Copy each of the following rows verbatim, leaving out the pictures.
══ Input material ══
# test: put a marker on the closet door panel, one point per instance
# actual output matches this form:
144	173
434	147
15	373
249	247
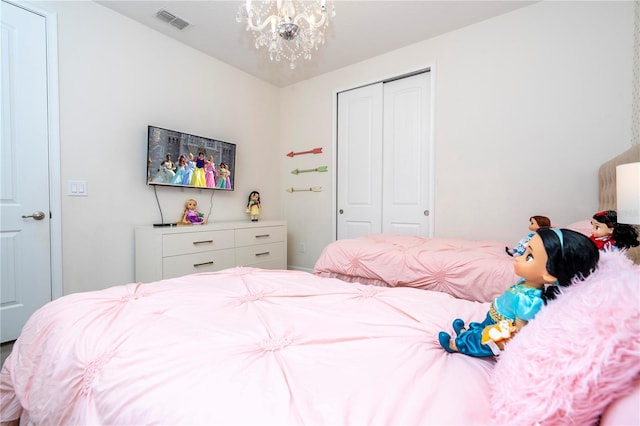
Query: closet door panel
359	174
406	156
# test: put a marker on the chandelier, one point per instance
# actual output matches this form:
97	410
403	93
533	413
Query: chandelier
290	29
═══
▶ Finished task:
# test: put a marker on the closet door panel, one point per instance
# actual output matches this form:
144	173
434	147
15	373
249	247
Query: closet door panel
359	174
406	156
# test: put a marker on the chandelier, one point per instance
# actual output matches this form:
97	410
403	93
533	413
Query: chandelier
290	29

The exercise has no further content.